Exercise requirements -
Rename "well-known text" to "WKT format" throughout the data below. Reproduce every line of the data with all other wording left unchanged.

[Data excerpted from a collection]
## start
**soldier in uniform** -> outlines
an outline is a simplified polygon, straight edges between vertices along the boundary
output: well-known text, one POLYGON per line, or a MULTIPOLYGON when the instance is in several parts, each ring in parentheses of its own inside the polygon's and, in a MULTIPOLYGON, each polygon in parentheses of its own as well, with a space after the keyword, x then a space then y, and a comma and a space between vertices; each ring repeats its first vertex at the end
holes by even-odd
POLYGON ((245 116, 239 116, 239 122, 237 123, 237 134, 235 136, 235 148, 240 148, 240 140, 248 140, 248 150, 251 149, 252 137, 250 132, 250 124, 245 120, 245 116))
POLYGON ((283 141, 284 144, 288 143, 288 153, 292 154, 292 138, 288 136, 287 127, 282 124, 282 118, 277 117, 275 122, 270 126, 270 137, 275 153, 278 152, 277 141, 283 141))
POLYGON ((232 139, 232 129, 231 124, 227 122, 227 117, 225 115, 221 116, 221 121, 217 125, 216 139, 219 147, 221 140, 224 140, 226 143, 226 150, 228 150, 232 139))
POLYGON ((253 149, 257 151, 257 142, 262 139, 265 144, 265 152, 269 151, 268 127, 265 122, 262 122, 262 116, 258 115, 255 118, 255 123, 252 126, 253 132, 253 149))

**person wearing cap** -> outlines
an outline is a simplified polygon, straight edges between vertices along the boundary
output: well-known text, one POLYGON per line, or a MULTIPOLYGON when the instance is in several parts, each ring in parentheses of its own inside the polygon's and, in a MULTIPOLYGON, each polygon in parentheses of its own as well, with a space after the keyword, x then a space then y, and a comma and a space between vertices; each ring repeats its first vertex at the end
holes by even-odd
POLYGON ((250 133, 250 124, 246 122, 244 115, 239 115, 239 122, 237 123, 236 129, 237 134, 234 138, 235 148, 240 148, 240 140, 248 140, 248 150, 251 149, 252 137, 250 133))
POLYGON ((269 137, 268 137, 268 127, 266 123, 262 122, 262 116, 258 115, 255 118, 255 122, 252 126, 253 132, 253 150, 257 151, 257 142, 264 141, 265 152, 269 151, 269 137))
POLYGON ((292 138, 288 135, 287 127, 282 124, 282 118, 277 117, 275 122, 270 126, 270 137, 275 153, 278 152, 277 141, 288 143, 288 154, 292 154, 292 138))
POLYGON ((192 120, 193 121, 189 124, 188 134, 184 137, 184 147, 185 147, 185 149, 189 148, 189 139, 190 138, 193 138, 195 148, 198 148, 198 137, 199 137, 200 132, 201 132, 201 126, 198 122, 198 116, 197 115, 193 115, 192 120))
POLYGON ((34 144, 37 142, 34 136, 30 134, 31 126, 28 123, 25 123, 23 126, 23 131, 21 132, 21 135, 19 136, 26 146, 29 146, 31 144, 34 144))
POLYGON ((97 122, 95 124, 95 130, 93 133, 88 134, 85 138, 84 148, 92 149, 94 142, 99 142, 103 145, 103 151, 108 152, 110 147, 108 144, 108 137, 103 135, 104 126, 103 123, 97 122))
## end
Result below -
**soldier in uniform** -> outlines
an outline is a simplified polygon, straight edges between vertices along the boundary
output: WKT format, one POLYGON per line, or a MULTIPOLYGON when the instance is in several parts, each ring in parentheses of its own inside the polygon's and, in a MULTIPOLYGON, each polygon in parentheses of its own as well, with a space after the keyword, x then a space then y, and a comma and a space between vertices; each ring repeats its first vertex at the end
holes by even-odd
POLYGON ((245 116, 239 116, 239 122, 237 123, 237 134, 235 136, 235 148, 240 148, 240 140, 248 140, 248 150, 251 149, 252 137, 250 132, 250 124, 245 120, 245 116))
POLYGON ((283 141, 284 144, 288 143, 288 153, 292 154, 292 138, 288 136, 287 127, 282 124, 282 118, 277 117, 275 122, 270 126, 270 137, 275 153, 278 152, 277 141, 283 141))
POLYGON ((232 139, 232 129, 231 124, 227 122, 227 117, 225 115, 221 116, 221 121, 217 125, 216 139, 219 147, 221 140, 224 140, 226 143, 226 150, 228 150, 232 139))
POLYGON ((253 149, 257 151, 257 142, 262 139, 265 144, 265 152, 269 151, 268 127, 265 122, 262 122, 262 116, 258 115, 255 118, 255 123, 252 126, 253 132, 253 149))

**person wearing cap** -> outlines
an outline is a simplified polygon, straight edges between vertices along the boundary
output: WKT format, one POLYGON per line, or a MULTIPOLYGON when the instance is in several parts, each ring in parentheses of its own inside the polygon's and, in a MULTIPOLYGON, each polygon in parentheses of its own as well, with a space after the keyword, x then a space then y, and a comma and a space between vertices; each ring repeats its first vertex at the end
holes by even-odd
POLYGON ((250 133, 250 124, 246 122, 244 115, 239 115, 239 122, 237 123, 236 129, 237 134, 234 138, 235 148, 240 148, 240 140, 248 140, 248 150, 251 149, 252 137, 250 133))
POLYGON ((269 137, 268 137, 268 127, 266 123, 262 122, 262 116, 258 115, 255 118, 255 122, 252 126, 253 132, 253 150, 257 151, 257 142, 264 141, 265 152, 269 151, 269 137))
POLYGON ((292 138, 288 135, 287 127, 282 124, 282 118, 277 117, 275 122, 270 126, 270 137, 275 153, 278 152, 277 141, 288 143, 288 154, 292 154, 292 138))
POLYGON ((192 120, 193 121, 189 124, 188 134, 184 137, 184 147, 185 147, 185 149, 189 148, 189 139, 190 138, 193 138, 195 148, 198 148, 198 137, 199 137, 200 132, 201 132, 201 126, 198 122, 198 116, 197 115, 193 115, 192 120))
POLYGON ((34 144, 37 142, 34 136, 30 134, 31 126, 28 123, 25 123, 23 126, 23 131, 21 132, 21 135, 19 136, 26 146, 29 146, 31 144, 34 144))
POLYGON ((97 122, 95 124, 95 130, 93 133, 88 134, 85 138, 84 148, 92 149, 94 142, 99 142, 103 145, 103 151, 108 152, 110 147, 108 144, 108 137, 103 135, 104 126, 103 123, 97 122))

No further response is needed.